Work required: Scan the listing below for the string "stripe" and copy each line where it turns up.

The records:
⁂

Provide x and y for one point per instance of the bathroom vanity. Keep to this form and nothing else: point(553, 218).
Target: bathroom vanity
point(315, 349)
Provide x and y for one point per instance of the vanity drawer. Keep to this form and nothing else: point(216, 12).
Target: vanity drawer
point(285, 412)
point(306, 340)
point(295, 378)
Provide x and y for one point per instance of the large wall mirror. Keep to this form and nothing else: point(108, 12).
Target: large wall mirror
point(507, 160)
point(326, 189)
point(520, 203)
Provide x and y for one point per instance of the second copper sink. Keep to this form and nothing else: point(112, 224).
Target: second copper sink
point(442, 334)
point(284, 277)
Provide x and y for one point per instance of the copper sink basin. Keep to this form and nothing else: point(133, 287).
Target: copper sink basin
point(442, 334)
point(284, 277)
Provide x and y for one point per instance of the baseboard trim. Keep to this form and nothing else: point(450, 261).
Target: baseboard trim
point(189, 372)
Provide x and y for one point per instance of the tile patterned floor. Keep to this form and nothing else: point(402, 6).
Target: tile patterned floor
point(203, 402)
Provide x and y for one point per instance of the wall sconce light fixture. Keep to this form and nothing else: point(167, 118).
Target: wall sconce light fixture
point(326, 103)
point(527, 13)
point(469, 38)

⁂

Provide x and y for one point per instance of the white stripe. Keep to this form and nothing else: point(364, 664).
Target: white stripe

⁂

Worked solution:
Provide x and y for one point per instance of the white stripe. Keep to this form and nothing else: point(364, 664).
Target: white stripe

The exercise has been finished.